*EXERCISE GOAL*
All of the records below should be output exactly.
-- PROVIDED ENTRIES start --
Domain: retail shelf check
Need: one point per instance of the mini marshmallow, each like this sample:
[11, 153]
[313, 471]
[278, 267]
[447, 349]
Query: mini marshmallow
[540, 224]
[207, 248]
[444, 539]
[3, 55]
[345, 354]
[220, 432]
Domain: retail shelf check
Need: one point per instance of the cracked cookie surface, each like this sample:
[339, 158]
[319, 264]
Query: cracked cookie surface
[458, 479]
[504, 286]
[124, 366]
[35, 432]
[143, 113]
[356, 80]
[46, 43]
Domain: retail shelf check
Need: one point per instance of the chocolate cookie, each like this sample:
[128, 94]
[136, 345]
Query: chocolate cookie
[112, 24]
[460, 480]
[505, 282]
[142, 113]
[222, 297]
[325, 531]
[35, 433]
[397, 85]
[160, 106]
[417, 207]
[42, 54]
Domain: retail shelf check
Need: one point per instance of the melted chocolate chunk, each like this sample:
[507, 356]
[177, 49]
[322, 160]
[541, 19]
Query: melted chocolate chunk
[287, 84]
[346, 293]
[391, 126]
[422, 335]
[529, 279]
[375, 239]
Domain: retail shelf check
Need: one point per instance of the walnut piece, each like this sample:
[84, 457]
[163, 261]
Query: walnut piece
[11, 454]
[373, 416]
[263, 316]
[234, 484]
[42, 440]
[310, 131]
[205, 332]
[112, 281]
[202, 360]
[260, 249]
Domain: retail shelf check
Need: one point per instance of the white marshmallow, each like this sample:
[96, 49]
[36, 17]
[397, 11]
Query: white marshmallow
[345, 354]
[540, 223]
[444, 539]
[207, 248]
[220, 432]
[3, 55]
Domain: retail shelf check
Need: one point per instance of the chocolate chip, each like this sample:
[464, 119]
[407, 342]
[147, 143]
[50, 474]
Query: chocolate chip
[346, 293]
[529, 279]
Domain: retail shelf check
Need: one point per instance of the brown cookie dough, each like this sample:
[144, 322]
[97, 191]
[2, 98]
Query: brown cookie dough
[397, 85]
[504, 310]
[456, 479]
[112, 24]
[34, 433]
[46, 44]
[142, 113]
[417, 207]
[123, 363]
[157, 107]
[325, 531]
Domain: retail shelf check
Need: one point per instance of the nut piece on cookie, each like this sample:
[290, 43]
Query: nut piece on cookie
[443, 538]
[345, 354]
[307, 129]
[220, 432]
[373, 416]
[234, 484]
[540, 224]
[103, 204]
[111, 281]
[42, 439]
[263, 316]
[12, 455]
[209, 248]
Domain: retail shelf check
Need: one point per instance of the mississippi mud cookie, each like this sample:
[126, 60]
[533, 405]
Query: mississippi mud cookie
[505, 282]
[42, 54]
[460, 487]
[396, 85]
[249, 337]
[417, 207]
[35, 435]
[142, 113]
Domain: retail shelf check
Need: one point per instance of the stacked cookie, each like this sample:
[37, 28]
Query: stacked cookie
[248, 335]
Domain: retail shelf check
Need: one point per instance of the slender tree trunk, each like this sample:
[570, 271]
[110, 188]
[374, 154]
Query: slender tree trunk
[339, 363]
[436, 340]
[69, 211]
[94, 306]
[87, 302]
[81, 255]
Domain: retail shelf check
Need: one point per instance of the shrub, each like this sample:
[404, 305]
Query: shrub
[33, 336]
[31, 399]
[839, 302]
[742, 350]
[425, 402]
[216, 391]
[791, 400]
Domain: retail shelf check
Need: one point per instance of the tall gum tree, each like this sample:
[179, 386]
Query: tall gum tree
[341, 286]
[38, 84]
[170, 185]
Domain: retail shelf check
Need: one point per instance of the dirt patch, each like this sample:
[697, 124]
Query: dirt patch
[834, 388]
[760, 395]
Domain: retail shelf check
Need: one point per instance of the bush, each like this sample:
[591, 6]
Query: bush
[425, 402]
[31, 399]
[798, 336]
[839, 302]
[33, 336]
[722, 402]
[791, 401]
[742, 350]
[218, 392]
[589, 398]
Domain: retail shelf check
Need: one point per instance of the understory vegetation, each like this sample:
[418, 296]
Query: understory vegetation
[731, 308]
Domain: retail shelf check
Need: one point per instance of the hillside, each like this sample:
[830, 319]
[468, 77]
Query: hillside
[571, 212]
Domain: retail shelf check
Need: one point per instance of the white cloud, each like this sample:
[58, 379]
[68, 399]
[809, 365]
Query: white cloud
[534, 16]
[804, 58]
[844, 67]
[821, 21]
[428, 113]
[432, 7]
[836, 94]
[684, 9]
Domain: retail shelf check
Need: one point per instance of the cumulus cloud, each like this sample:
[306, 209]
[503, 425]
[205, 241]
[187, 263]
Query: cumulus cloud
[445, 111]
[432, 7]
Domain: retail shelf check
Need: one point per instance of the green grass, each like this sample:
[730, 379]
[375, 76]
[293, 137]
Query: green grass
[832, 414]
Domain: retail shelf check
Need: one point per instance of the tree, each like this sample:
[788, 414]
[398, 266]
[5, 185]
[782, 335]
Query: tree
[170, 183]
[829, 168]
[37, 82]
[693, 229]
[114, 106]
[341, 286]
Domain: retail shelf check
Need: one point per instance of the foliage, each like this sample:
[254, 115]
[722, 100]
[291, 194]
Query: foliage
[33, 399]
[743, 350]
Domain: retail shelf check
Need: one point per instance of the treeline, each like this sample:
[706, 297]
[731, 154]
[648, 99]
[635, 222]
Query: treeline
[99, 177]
-- PROVIDED ENTRIES end --
*FINAL ANSWER*
Domain: retail shelf check
Need: one point per instance of the mini marshmallow, each like this sample:
[11, 153]
[313, 471]
[278, 267]
[447, 349]
Query: mini marshmallow
[540, 224]
[207, 248]
[444, 539]
[3, 55]
[345, 354]
[220, 432]
Domain: retail shelf check
Need: one point per instance of the cracked cookie surface, each like this sample:
[339, 158]
[319, 264]
Query: cracked cookie surface
[458, 479]
[504, 286]
[124, 366]
[35, 432]
[143, 113]
[356, 80]
[46, 43]
Domain: retail shelf check
Need: one point per instance of the chocolate cookie, each like this sample:
[128, 94]
[136, 345]
Query: chocolate cookie
[112, 24]
[460, 480]
[505, 282]
[142, 113]
[222, 297]
[325, 531]
[35, 433]
[397, 85]
[160, 106]
[417, 207]
[42, 54]
Domain: retail shelf check
Need: one point per instance of the melted chocolate chunk, each like this sample:
[507, 356]
[177, 49]
[322, 160]
[541, 19]
Query: melted chocolate chunk
[287, 84]
[346, 293]
[391, 126]
[422, 335]
[529, 279]
[375, 239]
Domain: retail shelf check
Need: one point per instance of the walnut piece, each like this sample:
[84, 457]
[163, 261]
Query: walnut piece
[11, 454]
[373, 416]
[263, 316]
[234, 484]
[42, 440]
[310, 131]
[205, 332]
[112, 281]
[202, 360]
[260, 249]
Domain: retail shelf check
Need: one point per instance of the white marshmallow, each like this sample:
[96, 49]
[36, 17]
[397, 11]
Query: white marshmallow
[345, 354]
[540, 223]
[444, 539]
[207, 248]
[220, 432]
[3, 55]
Domain: retail shelf check
Need: one point per instance of the chocolate chip, each like this sample:
[464, 119]
[407, 342]
[147, 143]
[50, 474]
Query: chocolate chip
[346, 293]
[529, 279]
Domain: retail shelf check
Need: one point per instance of the brown cookie dough, each like this sample:
[144, 322]
[97, 191]
[2, 98]
Query: brown cookie dough
[397, 85]
[504, 310]
[456, 479]
[112, 24]
[34, 433]
[46, 44]
[142, 113]
[417, 207]
[123, 363]
[157, 107]
[325, 531]
Domain: retail shelf check
Need: one point per instance of the nut piece on cookie, each like this sample:
[290, 43]
Query: nut piece on cookie
[443, 538]
[345, 354]
[307, 129]
[220, 432]
[373, 416]
[234, 484]
[540, 224]
[103, 204]
[111, 281]
[42, 439]
[263, 316]
[12, 455]
[209, 248]
Domain: retail shelf check
Need: one point per instance of the mississippi mud cookie, each like this sample:
[126, 60]
[533, 405]
Query: mississippi mud cookie
[505, 282]
[42, 54]
[460, 487]
[396, 85]
[249, 337]
[417, 207]
[35, 435]
[142, 113]
Domain: retail shelf check
Need: one point per instance of the stacked cookie, each like this sample:
[37, 28]
Query: stacked cookie
[248, 335]
Domain: retail shelf check
Need: one point per instance of the slender tree trunk, each like this sample:
[570, 271]
[110, 188]
[374, 154]
Query: slender tree trunk
[339, 363]
[436, 340]
[69, 211]
[94, 306]
[87, 302]
[81, 255]
Domain: retail shelf check
Need: one point per instance of the shrub, each like this sample:
[404, 305]
Query: shrub
[33, 336]
[31, 399]
[839, 302]
[742, 350]
[425, 402]
[216, 391]
[791, 400]
Domain: retail shelf check
Need: one point per instance of the tall gum tree, each like this sample:
[179, 386]
Query: tall gum tree
[341, 286]
[38, 84]
[170, 185]
Domain: retail shelf check
Need: one point per instance of the dirt patch, each like this sample:
[697, 124]
Query: dirt patch
[834, 388]
[760, 395]
Domain: retail shelf check
Need: one point per instance of the bush, each like this sample:
[591, 6]
Query: bush
[425, 402]
[31, 399]
[798, 336]
[839, 302]
[33, 336]
[722, 402]
[791, 401]
[742, 350]
[218, 392]
[589, 398]
Domain: retail shelf check
Need: one point per instance of the understory vegetation, each like this sample:
[418, 296]
Query: understory vegetation
[731, 308]
Domain: retail shelf check
Need: one point per instance of the hillside, each like this sample:
[830, 319]
[468, 77]
Query: hillside
[571, 212]
Domain: retail shelf check
Need: one point per instance of the white cloud, each like this sample:
[58, 379]
[68, 399]
[809, 365]
Query: white cloud
[534, 16]
[804, 58]
[844, 67]
[821, 21]
[428, 113]
[432, 7]
[836, 94]
[684, 9]
Domain: retail shelf check
Need: one point per instance of the cumulus cloud, each like this sample:
[306, 209]
[503, 425]
[205, 241]
[187, 263]
Query: cumulus cloud
[445, 111]
[432, 7]
Domain: retail shelf check
Need: one point per instance of the green grass, each like this sample:
[730, 379]
[375, 76]
[293, 137]
Query: green grass
[832, 414]
Domain: retail shelf check
Need: one point per instance of the tree, each like this sample:
[788, 414]
[398, 266]
[5, 185]
[782, 335]
Query: tree
[170, 183]
[829, 168]
[37, 82]
[693, 229]
[114, 106]
[341, 286]
Domain: retail shelf check
Need: one point per instance of the foliage, each like this sample:
[254, 115]
[722, 100]
[291, 194]
Query: foliage
[33, 399]
[743, 350]
Domain: retail shelf check
Need: one point per instance of the treeline, each like this sample:
[706, 297]
[731, 154]
[648, 99]
[635, 222]
Query: treeline
[99, 177]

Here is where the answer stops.